Activity | Among the entries that follow, some lines contain the word "white". Show all of them.

Raw data |
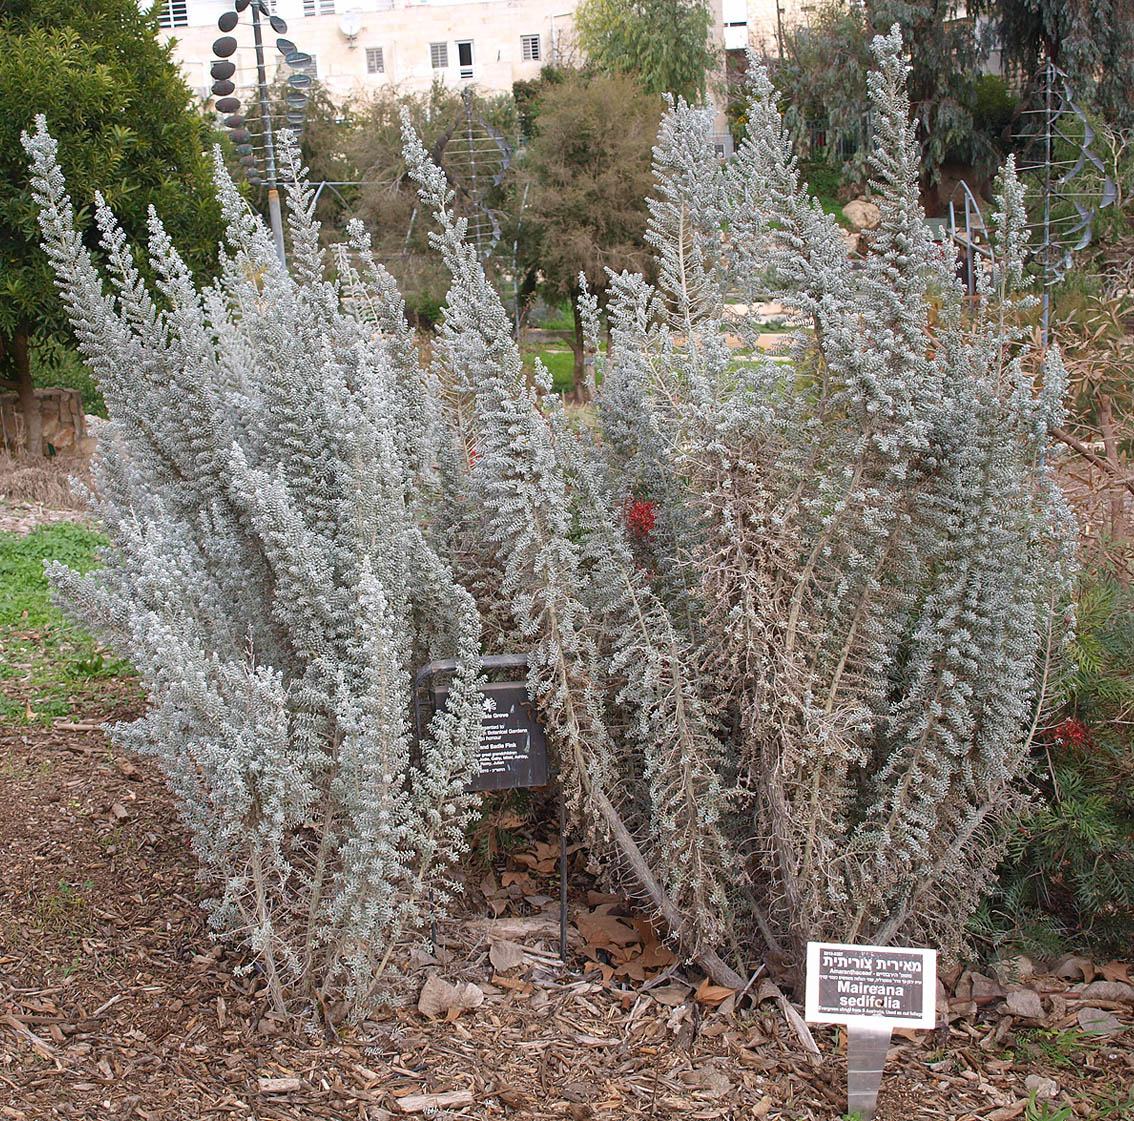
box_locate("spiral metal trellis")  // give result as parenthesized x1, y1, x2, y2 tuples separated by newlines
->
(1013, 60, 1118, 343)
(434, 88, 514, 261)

---

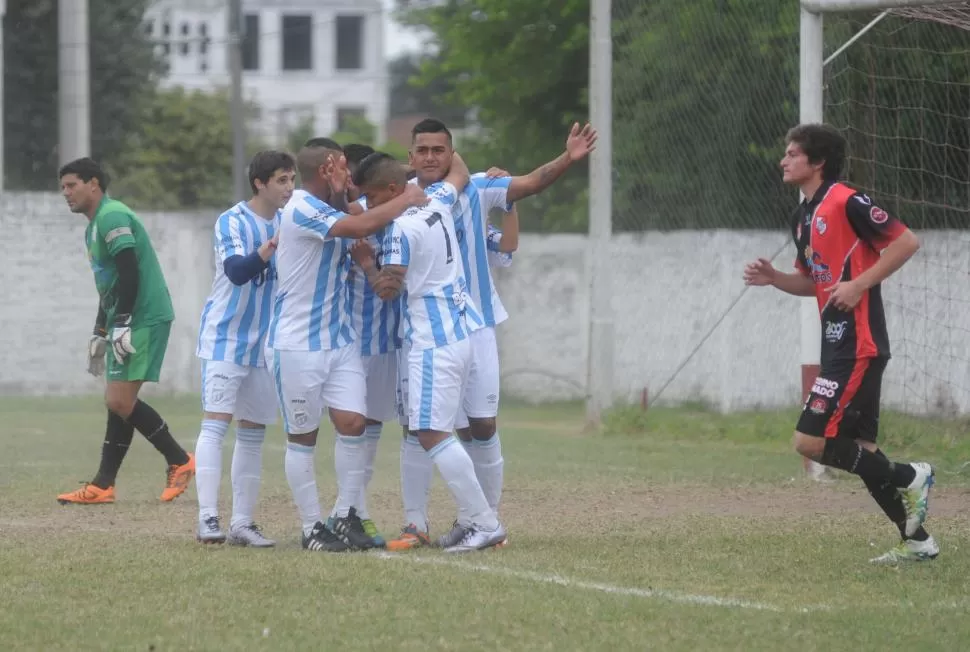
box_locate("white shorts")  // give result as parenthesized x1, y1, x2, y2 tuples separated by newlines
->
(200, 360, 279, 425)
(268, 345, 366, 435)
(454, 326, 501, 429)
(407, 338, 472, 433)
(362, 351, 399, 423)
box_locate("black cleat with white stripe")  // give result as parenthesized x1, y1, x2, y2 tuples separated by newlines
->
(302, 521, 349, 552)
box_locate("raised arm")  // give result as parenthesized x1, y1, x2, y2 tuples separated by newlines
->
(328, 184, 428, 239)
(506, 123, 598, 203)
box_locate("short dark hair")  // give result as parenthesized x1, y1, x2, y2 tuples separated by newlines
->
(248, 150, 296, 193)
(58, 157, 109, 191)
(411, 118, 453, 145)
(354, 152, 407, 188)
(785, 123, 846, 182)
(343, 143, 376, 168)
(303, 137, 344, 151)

Exercise response |
box_locate("white shorts")  // give result as parenthesized x1, y1, x2, y2 tuples separated by newlines
box_locate("black cleat with white stripe")  // give result as parenthesized x1, y1, x2, y2 tuples separated by newlines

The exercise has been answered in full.